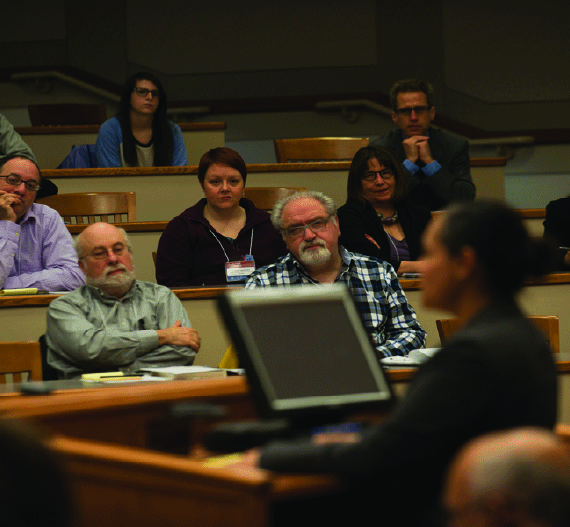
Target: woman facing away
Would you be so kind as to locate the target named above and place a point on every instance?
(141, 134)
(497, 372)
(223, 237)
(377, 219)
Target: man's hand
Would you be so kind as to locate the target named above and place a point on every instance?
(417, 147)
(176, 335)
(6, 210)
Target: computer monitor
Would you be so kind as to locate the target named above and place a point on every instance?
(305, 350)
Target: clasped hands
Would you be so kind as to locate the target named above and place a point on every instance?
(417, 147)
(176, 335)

--

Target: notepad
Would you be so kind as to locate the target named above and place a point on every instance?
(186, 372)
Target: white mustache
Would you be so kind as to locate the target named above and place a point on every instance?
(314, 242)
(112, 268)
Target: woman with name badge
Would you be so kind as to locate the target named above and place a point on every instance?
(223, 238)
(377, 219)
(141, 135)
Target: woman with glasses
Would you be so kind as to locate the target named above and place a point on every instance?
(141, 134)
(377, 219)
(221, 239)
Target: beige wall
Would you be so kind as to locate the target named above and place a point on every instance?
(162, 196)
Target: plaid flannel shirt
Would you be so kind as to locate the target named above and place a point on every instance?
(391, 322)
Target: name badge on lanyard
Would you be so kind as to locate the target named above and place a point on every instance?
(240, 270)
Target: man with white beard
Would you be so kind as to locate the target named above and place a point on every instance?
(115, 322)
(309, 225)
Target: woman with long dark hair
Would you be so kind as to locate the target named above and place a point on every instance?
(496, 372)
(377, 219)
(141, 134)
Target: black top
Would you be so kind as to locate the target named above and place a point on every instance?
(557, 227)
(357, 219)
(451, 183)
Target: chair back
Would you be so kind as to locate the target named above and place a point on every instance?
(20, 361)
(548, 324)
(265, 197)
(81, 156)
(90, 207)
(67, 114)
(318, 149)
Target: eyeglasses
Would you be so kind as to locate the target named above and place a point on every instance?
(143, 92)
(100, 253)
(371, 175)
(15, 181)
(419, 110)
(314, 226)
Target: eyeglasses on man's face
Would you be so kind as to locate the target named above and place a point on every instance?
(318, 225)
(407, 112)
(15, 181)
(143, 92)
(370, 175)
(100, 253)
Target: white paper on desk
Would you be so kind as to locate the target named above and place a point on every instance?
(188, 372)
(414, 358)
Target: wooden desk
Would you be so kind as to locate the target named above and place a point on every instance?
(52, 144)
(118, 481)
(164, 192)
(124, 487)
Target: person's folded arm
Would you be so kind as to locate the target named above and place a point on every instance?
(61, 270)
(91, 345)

--

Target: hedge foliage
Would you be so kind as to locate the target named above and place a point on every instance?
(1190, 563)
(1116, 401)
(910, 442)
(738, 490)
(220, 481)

◆ **What you should do**:
If a line in the data above holds the string "eyeglasses", copy it.

◆ **Exercise output**:
Target: eyeglasses
Target: eyeglasses on man's face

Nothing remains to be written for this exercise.